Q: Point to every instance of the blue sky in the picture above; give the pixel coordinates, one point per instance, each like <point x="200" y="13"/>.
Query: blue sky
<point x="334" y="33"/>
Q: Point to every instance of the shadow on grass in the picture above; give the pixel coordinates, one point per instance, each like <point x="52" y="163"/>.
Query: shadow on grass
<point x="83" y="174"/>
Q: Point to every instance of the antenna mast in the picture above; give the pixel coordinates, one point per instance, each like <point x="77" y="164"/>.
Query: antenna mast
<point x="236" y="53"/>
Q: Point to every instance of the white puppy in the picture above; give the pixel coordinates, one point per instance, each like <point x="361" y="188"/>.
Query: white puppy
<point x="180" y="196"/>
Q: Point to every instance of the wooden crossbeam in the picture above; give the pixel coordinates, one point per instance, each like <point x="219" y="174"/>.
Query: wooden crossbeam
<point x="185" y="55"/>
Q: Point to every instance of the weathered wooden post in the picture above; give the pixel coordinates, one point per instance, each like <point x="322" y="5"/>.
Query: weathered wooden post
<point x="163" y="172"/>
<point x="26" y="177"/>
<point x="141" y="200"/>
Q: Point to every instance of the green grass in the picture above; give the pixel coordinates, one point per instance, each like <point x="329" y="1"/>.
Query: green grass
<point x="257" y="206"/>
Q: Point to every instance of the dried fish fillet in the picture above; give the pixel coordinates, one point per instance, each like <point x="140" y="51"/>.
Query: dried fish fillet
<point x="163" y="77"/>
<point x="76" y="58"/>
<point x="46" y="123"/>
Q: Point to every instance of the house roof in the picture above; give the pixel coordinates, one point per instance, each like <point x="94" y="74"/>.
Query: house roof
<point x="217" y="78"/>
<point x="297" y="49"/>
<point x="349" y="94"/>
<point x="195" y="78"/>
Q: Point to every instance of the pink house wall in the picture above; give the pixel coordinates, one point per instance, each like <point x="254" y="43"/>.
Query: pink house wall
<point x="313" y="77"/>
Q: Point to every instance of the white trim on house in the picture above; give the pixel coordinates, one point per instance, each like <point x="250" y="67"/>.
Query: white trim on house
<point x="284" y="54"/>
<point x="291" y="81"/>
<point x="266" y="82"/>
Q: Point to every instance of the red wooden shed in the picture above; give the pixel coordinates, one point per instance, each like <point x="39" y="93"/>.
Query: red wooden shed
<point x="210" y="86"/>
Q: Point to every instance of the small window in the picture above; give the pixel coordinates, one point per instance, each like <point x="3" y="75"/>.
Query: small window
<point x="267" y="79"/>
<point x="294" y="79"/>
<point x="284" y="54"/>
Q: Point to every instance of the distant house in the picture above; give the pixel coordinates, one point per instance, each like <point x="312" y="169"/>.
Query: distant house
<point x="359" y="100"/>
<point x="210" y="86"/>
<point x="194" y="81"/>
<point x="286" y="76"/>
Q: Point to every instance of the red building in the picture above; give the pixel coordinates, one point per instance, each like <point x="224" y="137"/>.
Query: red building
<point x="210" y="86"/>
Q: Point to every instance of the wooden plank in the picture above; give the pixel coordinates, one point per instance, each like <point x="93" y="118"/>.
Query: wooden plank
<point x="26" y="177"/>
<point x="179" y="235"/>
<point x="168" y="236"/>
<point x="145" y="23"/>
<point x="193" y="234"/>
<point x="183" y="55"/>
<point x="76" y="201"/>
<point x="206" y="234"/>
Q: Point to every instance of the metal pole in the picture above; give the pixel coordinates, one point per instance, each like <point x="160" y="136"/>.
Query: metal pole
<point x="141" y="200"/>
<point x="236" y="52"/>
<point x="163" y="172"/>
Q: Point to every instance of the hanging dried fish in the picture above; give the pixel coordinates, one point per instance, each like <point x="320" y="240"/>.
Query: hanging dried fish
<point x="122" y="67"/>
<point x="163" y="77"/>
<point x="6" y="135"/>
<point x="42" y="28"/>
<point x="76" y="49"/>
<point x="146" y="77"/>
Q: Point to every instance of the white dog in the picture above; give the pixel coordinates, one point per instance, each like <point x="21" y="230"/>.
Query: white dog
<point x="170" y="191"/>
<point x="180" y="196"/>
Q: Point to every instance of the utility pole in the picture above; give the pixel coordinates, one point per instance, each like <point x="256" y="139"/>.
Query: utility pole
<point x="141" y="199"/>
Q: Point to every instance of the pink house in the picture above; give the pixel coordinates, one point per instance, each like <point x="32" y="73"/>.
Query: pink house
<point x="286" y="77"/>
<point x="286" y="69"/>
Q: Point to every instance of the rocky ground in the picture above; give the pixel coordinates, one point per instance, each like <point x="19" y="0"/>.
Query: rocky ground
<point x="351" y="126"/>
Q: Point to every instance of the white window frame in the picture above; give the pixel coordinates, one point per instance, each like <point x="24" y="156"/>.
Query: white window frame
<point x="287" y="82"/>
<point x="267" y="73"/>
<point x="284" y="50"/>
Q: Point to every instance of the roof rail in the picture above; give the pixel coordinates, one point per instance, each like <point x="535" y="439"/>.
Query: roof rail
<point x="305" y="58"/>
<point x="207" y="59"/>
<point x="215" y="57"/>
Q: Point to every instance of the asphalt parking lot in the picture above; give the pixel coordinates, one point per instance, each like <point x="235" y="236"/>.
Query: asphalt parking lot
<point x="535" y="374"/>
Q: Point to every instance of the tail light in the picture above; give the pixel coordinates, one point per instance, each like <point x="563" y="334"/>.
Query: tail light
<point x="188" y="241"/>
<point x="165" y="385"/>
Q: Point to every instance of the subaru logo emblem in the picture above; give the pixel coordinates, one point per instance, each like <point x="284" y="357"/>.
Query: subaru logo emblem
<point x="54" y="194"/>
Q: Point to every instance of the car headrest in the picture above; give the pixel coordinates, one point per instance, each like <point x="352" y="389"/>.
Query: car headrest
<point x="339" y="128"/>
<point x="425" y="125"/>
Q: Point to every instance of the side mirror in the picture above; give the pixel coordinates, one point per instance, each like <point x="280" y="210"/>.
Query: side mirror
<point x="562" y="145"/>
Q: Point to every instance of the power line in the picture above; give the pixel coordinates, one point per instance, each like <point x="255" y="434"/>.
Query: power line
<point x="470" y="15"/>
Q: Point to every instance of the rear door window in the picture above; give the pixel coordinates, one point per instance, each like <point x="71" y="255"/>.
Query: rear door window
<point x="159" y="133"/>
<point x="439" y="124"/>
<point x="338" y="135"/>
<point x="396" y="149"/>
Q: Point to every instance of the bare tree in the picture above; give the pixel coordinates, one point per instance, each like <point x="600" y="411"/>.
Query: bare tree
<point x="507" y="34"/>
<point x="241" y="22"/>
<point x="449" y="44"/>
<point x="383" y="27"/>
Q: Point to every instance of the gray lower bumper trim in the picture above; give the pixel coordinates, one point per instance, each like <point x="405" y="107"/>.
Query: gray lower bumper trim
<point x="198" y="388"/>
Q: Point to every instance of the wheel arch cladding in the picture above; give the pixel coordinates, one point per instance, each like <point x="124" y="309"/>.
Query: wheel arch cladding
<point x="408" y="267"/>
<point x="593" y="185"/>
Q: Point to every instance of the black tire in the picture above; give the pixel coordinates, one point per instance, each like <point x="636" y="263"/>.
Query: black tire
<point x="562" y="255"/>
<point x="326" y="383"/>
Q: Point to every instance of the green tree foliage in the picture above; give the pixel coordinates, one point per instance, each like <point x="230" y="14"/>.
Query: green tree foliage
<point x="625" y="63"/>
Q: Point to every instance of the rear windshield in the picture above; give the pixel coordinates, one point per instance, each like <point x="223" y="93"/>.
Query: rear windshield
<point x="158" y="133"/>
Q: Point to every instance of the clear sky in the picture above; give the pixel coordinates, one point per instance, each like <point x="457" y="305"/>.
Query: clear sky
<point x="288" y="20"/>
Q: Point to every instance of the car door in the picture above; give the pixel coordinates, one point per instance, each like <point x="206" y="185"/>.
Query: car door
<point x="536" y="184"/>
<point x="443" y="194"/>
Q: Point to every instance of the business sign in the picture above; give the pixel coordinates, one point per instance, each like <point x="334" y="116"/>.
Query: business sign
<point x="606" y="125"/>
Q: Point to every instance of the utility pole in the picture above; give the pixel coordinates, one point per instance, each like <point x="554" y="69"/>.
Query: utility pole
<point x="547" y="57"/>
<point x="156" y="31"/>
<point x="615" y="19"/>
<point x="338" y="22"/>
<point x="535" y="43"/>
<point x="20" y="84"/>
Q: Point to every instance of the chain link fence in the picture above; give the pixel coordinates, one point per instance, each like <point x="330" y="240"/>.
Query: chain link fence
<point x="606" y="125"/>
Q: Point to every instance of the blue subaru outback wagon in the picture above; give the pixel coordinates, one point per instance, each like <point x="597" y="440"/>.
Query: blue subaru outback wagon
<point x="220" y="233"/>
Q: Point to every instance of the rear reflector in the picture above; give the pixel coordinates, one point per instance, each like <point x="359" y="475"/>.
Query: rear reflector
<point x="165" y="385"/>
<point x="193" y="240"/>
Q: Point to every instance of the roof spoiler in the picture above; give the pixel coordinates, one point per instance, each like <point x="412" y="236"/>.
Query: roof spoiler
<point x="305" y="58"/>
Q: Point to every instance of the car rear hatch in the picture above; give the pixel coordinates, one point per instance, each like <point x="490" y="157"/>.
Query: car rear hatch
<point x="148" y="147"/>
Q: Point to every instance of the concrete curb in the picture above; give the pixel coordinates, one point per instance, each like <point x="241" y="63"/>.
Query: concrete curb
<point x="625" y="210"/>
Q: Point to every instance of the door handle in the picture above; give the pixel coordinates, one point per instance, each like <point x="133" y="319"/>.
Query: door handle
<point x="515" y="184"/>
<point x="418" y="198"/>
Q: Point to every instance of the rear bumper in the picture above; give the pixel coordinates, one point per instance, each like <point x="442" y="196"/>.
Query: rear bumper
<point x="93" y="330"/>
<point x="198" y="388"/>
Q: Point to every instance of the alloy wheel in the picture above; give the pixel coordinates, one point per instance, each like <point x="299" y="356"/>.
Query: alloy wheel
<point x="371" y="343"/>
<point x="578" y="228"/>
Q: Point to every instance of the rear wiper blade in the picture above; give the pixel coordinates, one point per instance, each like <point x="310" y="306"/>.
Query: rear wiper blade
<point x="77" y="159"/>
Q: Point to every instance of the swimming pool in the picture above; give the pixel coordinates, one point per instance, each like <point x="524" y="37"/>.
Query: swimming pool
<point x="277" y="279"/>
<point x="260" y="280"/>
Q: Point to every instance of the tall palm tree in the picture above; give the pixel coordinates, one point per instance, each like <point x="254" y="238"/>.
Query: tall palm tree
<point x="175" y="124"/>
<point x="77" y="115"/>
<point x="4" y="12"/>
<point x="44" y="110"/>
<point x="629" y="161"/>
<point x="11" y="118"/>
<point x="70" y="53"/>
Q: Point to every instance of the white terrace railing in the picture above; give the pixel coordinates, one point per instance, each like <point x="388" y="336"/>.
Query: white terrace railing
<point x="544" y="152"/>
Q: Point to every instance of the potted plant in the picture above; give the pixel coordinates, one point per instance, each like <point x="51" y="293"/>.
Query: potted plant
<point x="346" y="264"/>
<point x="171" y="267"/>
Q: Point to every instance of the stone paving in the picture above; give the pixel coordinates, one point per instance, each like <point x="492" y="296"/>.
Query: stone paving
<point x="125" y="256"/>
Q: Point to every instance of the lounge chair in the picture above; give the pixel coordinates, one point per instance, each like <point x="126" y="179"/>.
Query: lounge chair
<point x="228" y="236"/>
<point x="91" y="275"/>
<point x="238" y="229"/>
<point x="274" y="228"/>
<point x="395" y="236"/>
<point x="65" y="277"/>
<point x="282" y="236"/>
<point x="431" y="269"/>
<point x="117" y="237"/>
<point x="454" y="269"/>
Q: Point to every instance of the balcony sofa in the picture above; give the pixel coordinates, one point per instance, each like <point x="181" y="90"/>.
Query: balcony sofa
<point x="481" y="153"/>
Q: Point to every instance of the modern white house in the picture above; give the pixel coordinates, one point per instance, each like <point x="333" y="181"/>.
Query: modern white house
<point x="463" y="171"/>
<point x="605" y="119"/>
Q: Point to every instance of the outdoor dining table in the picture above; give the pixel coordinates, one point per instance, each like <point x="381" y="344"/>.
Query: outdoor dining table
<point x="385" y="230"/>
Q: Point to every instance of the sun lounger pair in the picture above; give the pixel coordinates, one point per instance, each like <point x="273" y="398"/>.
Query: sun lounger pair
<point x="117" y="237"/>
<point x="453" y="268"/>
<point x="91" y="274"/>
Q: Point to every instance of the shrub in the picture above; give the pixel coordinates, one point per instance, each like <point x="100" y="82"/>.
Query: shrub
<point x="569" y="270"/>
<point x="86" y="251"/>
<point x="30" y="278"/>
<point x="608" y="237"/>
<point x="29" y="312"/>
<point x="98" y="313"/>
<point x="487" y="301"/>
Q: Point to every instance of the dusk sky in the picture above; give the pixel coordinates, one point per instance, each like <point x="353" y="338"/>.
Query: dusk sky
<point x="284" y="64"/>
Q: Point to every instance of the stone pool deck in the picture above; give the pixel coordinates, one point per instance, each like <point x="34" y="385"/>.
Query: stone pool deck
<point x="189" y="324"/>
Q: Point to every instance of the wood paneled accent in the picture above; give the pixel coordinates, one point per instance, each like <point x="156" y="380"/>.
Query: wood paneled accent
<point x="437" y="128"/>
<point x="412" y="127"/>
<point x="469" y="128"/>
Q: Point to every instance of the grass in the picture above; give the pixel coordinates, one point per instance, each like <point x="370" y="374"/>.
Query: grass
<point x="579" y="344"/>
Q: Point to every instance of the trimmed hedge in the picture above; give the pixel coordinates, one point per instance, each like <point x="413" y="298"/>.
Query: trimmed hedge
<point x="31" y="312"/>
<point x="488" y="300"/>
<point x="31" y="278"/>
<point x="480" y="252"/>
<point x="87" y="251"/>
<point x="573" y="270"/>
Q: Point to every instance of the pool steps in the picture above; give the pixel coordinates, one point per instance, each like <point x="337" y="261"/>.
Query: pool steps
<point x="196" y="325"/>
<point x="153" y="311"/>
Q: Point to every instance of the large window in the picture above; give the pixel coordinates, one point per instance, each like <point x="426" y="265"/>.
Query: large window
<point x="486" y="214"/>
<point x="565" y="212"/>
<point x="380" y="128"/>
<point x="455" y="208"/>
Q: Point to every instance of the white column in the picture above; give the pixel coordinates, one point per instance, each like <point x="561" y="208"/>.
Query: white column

[Set exercise] Output, unchanged, the lines from the line with "Q: Point to every instance of the stone pool" through the final line of the material.

[Answer to the task]
Q: Point to every instance of the stone pool deck in the picture above; give the pixel coordinates, one point per instance, each like <point x="34" y="385"/>.
Query: stone pool deck
<point x="189" y="324"/>
Q: Point to every instance of the wood paneled accent in the picture above; give the pixel coordinates, one point per instance, each like <point x="156" y="380"/>.
Query: wood paneled accent
<point x="437" y="128"/>
<point x="412" y="127"/>
<point x="469" y="128"/>
Q: Point to every instance of the grass in the picture above; give the pixel coordinates, one point per instance, each like <point x="370" y="374"/>.
Query: grass
<point x="579" y="344"/>
Q: Point to every instance of the trimmed hedge in the picture above; give the pixel coordinates, one point per instance, each like <point x="413" y="298"/>.
Query: trimmed hedge
<point x="31" y="312"/>
<point x="488" y="300"/>
<point x="31" y="278"/>
<point x="480" y="252"/>
<point x="87" y="251"/>
<point x="573" y="270"/>
Q: Point to every instance of the pool steps in the picture above; give the pixel coordinates, one point per instance, each like <point x="337" y="261"/>.
Query: pool steps
<point x="196" y="325"/>
<point x="153" y="311"/>
Q: Point to every instance of the large window in the picture above; give the pixel coordinates, one point per instance, each like <point x="426" y="265"/>.
Query: large window
<point x="486" y="214"/>
<point x="565" y="212"/>
<point x="380" y="128"/>
<point x="455" y="208"/>
Q: Point to every instance of the white column in the picture above; give the pixel coordinates, one point per instance, each like <point x="561" y="208"/>.
Query: white column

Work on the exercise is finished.